■ Source extract:
==*==
A scanned PDF looks like a document, but to a computer it's just a picture — there's no selectable text underneath, no way to search it, nothing to copy and paste. OCR is what turns that picture back into actual, usable text.
Two very different kinds of PDF text
A PDF exported directly from a word processor or design tool contains real text objects — each character is stored as data, which is why you can select, copy, and search it instantly. A scanned PDF, by contrast, is built from images: a camera or scanner captured a picture of a page, and that picture was wrapped in a PDF container. Visually the two can look identical, but structurally they're completely different — one has text a computer can read directly, the other has only pixels arranged to look like text to a human eye.
What OCR is actually doing
Optical character recognition analyzes the shapes in an image and matches them against known letterforms to reconstruct the actual characters being represented. It's pattern recognition, not literal reading — the software is identifying that a particular cluster of dark pixels most closely resembles the letter “a” in a given font style, then stitching those recognized characters together into words and lines based on their position and spacing on the page. The output is a layer of real, searchable, selectable text that can be placed either visibly on the page or invisibly behind the original scanned image, depending on the tool.
==*==
■ Available data:
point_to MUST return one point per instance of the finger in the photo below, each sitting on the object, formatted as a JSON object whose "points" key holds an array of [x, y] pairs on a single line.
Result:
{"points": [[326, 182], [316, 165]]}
==*==
■ Problems and tasks:
1) In the passage on OCR, which actions does a PDF exported from a word processor or design tool allow because each character is stored as data? List them all.
2) Using the passage on OCR, say whether each statement agrees with it, and quote the deciding words:
(a) A scanned PDF stores each character as a real text object.
(b) OCR matches shapes in an image against known letterforms.
(c) OCR tools can place the recognized text only visibly on the page.

■ Solutions:
1) Select, copy, search

2)
(a) No. "A scanned PDF, by contrast, is built from images"
(b) Yes. "analyzes the shapes in an image and matches them against known letterforms"
(c) No. "either visibly on the page or invisibly behind the original scanned image, depending on the tool"